+++ DATASET ENTRIES +++

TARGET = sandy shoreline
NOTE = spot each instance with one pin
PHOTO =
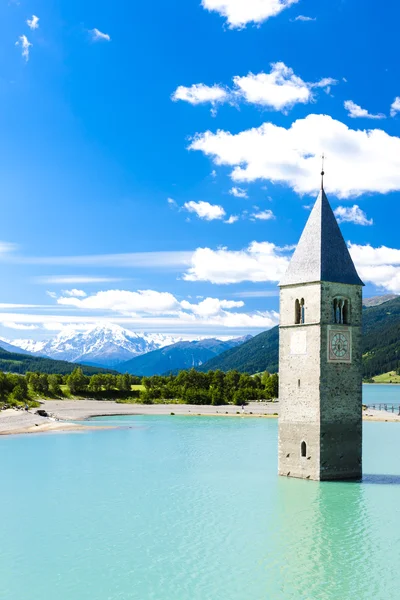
(64, 412)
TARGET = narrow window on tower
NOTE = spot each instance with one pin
(297, 312)
(346, 313)
(303, 311)
(303, 449)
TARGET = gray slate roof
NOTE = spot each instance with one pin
(322, 253)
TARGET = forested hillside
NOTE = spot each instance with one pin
(175, 358)
(12, 362)
(257, 355)
(381, 345)
(381, 339)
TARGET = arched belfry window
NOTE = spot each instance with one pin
(303, 449)
(341, 311)
(297, 312)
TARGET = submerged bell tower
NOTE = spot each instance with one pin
(320, 369)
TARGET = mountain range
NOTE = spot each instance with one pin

+++

▶ _EXERCISE INSTRUCTIONS_: Please rewrite the records above, changing every "spot each instance with one pin" to "mark each instance with a single point" and leaving all else as it stands. Omit the pictures from your answer.

▶ _SOLUTION TO THE EXERCISE_:
TARGET = sandy shoreline
NOTE = mark each instance with a single point
PHOTO =
(64, 412)
TARGET = narrow window on tower
NOTE = mark each instance with a single point
(297, 312)
(346, 313)
(303, 311)
(303, 449)
TARGET = gray slate roof
NOTE = mark each instance with a single point
(322, 253)
TARGET = forested hillside
NOTE = mark each instance with a single point
(175, 358)
(12, 362)
(257, 355)
(381, 345)
(381, 339)
TARGET = arched belfry window
NOTE = mark each instance with a single point
(303, 449)
(341, 311)
(297, 312)
TARGET = submerged bell tower
NOTE = mark each instance with a single point
(320, 369)
TARGET = mountain range
NOTE = mark each instance with a single point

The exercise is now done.